- _Texto para leitura_:
- - -
Empresas travam guerra judicial contra relatório de transparência salarial
Empresas e entidades patronais estão buscando a Justiça em diversas frentes para não serem obrigadas a divulgar o relatório de transparência salarial, conforme prevê a Lei da Igualdade Salarial. Elas dizem que o relatório não condiz com a realidade e que há risco reputacional. O prazo para divulgação é 31 de março.
Entenda o caso
A lei da Igualdade Salarial prevê que homens e mulheres que exercem trabalho de igual valor ou a mesma função devem ter o mesmo salário. A lei determinou que empresas com 100 funcionários ou mais enviassem ao governo as informações salariais de seus empregados. Com base nessas informações, o Ministério do Trabalho e Emprego elaborou relatórios de transparência salarial para cada companhia.
As empresas dizem que o relatório salarial do governo não condiz com a realidade. Elas têm até o dia 31 de março para divulgar o documento. A principal crítica é que o relatório usa critérios como média salarial de determinada categoria para definir se há distorções de gênero, desconsiderando outros critérios como senioridade e tempo de empresa.
Publicar o documento pode representar risco reputacional, dizem advogados. "Se a empresa divulgar, pode dar a impressão que ela concorda com essa informação. E vivemos em um momento de cancelamentos digitais. Isso pode gerar grande dano reputacional", diz Tatiana Junqueira Ruiz, sócia e chefe da área trabalhista do Feijó Lopes Advogados, que representa cinco empresas em processos contra a divulgação do documento.
O Ministério do Trabalho diz que as empresas nunca haviam explicitado os critérios usados para diferenciações salariais. "Diferentemente do setor público, em que os adicionais de salários por tempo de casa são explicitados no holerite, no caso das empresas privadas não há como saber. O mesmo vale para diferenças de salário decorrentes de produtividade", disse o ministério ao UOL.
- - -
- _Material_:
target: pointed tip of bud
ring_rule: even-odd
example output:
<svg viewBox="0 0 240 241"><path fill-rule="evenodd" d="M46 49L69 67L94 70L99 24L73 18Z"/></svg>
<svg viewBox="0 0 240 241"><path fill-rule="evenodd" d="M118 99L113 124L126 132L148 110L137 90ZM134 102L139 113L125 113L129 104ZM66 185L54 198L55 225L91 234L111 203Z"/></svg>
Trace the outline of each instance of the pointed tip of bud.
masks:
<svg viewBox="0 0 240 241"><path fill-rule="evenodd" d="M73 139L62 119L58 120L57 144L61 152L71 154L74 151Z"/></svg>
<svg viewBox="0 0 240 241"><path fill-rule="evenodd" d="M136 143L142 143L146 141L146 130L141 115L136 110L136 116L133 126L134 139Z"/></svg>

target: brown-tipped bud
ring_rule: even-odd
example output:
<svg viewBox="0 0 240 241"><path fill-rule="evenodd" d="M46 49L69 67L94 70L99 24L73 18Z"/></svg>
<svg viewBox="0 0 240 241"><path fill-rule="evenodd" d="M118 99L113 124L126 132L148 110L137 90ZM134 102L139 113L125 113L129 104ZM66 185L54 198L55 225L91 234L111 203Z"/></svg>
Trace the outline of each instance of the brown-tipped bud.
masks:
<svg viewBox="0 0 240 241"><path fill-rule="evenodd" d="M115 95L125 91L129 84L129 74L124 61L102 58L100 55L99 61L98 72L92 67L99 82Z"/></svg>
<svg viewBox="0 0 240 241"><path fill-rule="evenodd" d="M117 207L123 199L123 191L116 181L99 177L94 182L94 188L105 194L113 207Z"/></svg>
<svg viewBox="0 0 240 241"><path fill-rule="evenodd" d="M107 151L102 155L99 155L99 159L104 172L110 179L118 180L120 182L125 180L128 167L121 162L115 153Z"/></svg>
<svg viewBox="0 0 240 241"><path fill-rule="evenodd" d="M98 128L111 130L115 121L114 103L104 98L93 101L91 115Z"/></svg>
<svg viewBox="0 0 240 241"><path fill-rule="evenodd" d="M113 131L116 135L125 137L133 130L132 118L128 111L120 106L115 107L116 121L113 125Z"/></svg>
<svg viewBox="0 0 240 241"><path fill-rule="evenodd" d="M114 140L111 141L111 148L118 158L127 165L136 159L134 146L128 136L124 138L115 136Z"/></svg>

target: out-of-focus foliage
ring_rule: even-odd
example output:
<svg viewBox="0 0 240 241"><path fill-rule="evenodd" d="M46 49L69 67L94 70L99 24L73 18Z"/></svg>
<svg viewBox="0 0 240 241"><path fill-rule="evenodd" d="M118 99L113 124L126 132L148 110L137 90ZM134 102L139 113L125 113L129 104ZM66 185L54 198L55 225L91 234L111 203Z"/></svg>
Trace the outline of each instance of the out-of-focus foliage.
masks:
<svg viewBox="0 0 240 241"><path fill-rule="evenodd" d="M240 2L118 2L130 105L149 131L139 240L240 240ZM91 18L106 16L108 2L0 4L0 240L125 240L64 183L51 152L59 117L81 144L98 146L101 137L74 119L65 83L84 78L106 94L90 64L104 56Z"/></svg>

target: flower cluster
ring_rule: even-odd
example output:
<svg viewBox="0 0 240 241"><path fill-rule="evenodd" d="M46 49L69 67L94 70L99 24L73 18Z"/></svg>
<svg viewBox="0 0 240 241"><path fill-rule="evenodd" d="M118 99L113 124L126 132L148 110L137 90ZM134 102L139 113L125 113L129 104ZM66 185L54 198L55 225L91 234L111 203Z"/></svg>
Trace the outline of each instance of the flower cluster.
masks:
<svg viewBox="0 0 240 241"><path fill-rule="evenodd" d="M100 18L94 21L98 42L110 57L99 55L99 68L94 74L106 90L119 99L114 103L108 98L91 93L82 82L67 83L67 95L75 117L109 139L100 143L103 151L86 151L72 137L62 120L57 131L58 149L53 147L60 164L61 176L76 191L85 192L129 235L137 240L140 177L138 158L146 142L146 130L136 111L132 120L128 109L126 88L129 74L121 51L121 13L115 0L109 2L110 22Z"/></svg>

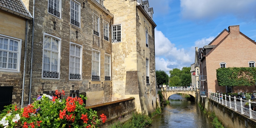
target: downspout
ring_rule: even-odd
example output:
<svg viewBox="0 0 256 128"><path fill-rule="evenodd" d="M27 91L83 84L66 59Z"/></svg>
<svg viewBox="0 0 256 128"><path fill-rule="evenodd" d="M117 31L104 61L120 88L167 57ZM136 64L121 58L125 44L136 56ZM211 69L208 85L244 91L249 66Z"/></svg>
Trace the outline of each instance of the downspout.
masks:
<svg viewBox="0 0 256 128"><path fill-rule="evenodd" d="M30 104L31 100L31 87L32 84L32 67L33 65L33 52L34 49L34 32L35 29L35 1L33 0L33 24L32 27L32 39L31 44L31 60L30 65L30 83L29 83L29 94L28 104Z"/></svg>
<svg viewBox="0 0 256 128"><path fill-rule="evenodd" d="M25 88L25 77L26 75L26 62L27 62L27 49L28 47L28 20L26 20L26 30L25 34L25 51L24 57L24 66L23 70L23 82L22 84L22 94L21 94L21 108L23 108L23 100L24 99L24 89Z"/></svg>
- - -
Passe para o inglês esta frase do texto sobre transparência salarial: "O prazo para divulgação é 31 de março." As linhas são um material à parte, sem ligação com o texto.

- _Resposta do exercício_: The deadline for disclosure is March 31.